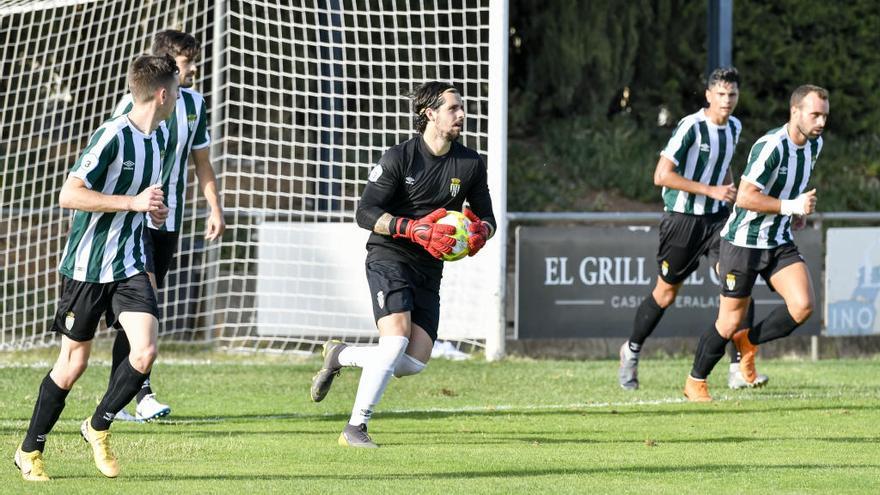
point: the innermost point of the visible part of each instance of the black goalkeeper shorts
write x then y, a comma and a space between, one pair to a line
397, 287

● ● ● ● ● ● ●

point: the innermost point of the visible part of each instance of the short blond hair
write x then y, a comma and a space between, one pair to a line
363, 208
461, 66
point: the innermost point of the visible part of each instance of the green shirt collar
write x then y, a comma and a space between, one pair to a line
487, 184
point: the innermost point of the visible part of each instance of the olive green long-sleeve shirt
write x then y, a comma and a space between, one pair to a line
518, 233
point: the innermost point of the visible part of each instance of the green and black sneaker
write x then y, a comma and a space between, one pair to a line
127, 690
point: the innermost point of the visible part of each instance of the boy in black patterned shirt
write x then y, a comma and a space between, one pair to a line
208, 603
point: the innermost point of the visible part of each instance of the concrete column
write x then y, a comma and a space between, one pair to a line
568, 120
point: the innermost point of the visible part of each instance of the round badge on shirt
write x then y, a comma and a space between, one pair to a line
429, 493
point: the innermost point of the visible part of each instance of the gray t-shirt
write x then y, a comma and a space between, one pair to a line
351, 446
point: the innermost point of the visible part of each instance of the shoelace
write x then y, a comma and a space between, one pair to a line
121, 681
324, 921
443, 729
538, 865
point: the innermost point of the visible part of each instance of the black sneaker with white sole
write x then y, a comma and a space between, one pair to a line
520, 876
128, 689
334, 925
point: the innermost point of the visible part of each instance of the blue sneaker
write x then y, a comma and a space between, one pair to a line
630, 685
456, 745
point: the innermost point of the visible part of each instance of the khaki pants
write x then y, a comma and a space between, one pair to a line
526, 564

● ● ● ● ● ● ●

For the string "green", count the matching lines in the listing and give that number by itself.

*Response box*. 3